>> Begin DATASET RECORDS

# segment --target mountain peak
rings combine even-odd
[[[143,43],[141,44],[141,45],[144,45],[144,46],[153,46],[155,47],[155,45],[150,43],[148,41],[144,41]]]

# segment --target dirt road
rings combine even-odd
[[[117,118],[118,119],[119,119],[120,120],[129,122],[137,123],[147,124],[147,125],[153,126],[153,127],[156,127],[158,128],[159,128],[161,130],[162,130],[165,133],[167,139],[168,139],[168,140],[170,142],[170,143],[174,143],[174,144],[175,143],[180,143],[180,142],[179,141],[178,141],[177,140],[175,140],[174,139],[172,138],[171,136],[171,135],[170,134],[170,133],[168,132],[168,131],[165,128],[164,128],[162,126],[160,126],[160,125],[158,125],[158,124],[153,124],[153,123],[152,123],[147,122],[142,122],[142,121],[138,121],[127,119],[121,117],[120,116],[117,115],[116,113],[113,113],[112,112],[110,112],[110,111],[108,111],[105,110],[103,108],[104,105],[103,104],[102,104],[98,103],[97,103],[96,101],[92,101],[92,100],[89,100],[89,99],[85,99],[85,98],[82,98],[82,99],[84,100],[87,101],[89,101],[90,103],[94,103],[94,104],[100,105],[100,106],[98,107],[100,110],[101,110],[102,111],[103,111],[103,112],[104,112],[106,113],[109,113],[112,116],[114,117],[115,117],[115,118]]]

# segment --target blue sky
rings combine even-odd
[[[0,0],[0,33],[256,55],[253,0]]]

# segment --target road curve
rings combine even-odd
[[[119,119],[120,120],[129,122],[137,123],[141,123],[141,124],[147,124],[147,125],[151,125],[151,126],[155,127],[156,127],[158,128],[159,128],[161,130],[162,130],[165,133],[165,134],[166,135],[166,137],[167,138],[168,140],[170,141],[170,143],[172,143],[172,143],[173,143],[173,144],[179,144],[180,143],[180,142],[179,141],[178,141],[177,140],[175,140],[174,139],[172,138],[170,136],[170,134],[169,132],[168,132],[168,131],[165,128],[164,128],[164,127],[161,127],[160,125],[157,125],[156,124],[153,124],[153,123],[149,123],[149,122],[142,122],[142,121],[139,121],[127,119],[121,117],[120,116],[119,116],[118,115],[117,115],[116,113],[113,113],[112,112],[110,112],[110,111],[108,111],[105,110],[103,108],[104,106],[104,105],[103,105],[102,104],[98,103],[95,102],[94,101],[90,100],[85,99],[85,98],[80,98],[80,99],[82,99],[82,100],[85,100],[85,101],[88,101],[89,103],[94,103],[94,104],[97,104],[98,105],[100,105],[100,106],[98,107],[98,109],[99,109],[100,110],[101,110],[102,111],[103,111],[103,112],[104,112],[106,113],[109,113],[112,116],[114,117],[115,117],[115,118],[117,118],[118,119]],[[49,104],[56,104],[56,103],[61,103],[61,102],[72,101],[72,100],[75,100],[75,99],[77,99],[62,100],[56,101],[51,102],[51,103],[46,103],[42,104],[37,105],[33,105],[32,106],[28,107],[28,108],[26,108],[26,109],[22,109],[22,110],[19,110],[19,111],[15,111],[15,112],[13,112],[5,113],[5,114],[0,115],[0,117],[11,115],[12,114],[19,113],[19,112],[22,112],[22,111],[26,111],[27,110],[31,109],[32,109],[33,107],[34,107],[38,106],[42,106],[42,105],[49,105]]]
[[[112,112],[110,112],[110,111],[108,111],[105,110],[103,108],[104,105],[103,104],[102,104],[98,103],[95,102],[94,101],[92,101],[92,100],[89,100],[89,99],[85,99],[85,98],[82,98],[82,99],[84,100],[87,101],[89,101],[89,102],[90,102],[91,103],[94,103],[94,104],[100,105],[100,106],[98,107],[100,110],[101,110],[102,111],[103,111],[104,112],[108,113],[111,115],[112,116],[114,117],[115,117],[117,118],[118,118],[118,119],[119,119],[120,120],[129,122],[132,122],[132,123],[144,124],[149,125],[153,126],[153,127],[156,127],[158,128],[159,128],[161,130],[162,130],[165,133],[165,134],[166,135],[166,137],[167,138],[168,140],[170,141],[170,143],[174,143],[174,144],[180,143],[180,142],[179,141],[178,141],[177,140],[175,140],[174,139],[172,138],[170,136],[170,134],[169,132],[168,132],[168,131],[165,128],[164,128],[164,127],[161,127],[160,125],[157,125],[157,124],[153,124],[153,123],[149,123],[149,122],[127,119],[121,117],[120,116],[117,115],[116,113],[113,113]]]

>> End DATASET RECORDS

WRITTEN REQUEST
Copy out every line of the listing above without changing anything.

FINAL ANSWER
# segment --target mountain peak
rings combine even-odd
[[[143,43],[141,44],[141,45],[144,45],[144,46],[153,46],[155,47],[155,45],[150,43],[148,41],[144,41]]]

# segment --target dirt road
rings combine even-odd
[[[117,118],[118,119],[119,119],[120,120],[129,122],[137,123],[147,124],[147,125],[153,126],[153,127],[156,127],[158,128],[159,128],[161,130],[162,130],[165,133],[167,139],[168,139],[168,140],[170,142],[170,143],[174,143],[174,144],[175,143],[180,143],[180,142],[179,141],[178,141],[177,140],[175,140],[174,139],[172,138],[171,136],[171,135],[170,134],[170,133],[168,132],[168,131],[165,128],[164,128],[162,126],[160,126],[160,125],[158,125],[158,124],[153,124],[153,123],[152,123],[147,122],[142,122],[142,121],[138,121],[127,119],[121,117],[120,116],[117,115],[116,113],[113,113],[112,112],[110,112],[110,111],[108,111],[105,110],[103,108],[104,105],[103,104],[102,104],[98,103],[97,103],[96,101],[92,101],[92,100],[89,100],[89,99],[85,99],[85,98],[82,98],[82,99],[84,100],[87,101],[89,101],[90,103],[94,103],[94,104],[100,105],[100,106],[98,107],[100,110],[101,110],[102,111],[103,111],[103,112],[104,112],[106,113],[109,113],[112,116],[114,117],[115,117],[115,118]]]

# segment --target blue sky
rings combine even-odd
[[[0,0],[0,33],[256,55],[253,0]]]

# segment --target road curve
rings combine even-odd
[[[119,119],[120,120],[129,122],[137,123],[141,123],[141,124],[147,124],[147,125],[151,125],[151,126],[155,127],[156,127],[158,128],[159,128],[161,130],[162,130],[165,133],[165,134],[166,135],[166,137],[167,138],[168,140],[170,141],[170,143],[172,143],[172,143],[173,143],[173,144],[179,144],[180,143],[180,142],[179,141],[178,141],[177,140],[175,140],[174,139],[172,138],[170,136],[170,134],[169,132],[168,132],[168,131],[165,128],[164,128],[164,127],[161,127],[160,125],[157,125],[156,124],[153,124],[153,123],[149,123],[149,122],[142,122],[142,121],[139,121],[127,119],[121,117],[120,116],[119,116],[118,115],[117,115],[116,113],[113,113],[112,112],[110,112],[110,111],[108,111],[105,110],[103,108],[104,106],[104,105],[103,105],[102,104],[98,103],[95,102],[94,101],[90,100],[85,99],[85,98],[80,98],[80,99],[82,99],[82,100],[85,100],[85,101],[88,101],[89,103],[94,103],[94,104],[97,104],[98,105],[100,105],[100,106],[98,107],[98,109],[99,109],[100,110],[101,110],[102,111],[103,111],[103,112],[104,112],[106,113],[109,113],[112,116],[114,117],[115,117],[115,118],[117,118],[118,119]],[[49,104],[56,104],[56,103],[61,103],[61,102],[72,101],[72,100],[75,100],[75,99],[77,99],[62,100],[56,101],[51,102],[51,103],[46,103],[42,104],[37,105],[33,105],[32,106],[28,107],[28,108],[26,108],[26,109],[22,109],[22,110],[19,110],[19,111],[15,111],[15,112],[13,112],[5,113],[5,114],[0,115],[0,117],[11,115],[12,114],[19,113],[19,112],[22,112],[22,111],[26,111],[27,110],[31,109],[32,109],[33,107],[34,107],[38,106],[42,106],[42,105],[49,105]]]
[[[112,112],[110,112],[110,111],[108,111],[105,110],[103,108],[104,105],[103,104],[102,104],[98,103],[95,102],[94,101],[92,101],[92,100],[89,100],[89,99],[85,99],[85,98],[82,98],[82,99],[84,100],[87,101],[89,101],[89,102],[90,102],[91,103],[94,103],[94,104],[100,105],[100,106],[98,107],[100,110],[101,110],[102,111],[103,111],[104,112],[108,113],[111,115],[112,116],[114,117],[115,117],[117,118],[118,118],[118,119],[119,119],[120,120],[129,122],[132,122],[132,123],[144,124],[149,125],[153,126],[153,127],[156,127],[158,128],[159,128],[161,130],[162,130],[165,133],[165,134],[166,135],[166,137],[167,138],[168,140],[170,141],[170,143],[174,143],[174,144],[180,143],[180,142],[179,141],[178,141],[177,140],[175,140],[174,139],[172,138],[170,136],[170,134],[169,132],[168,132],[168,131],[165,128],[164,128],[164,127],[161,127],[160,125],[157,125],[157,124],[153,124],[153,123],[149,123],[149,122],[127,119],[121,117],[120,116],[117,115],[116,113],[113,113]]]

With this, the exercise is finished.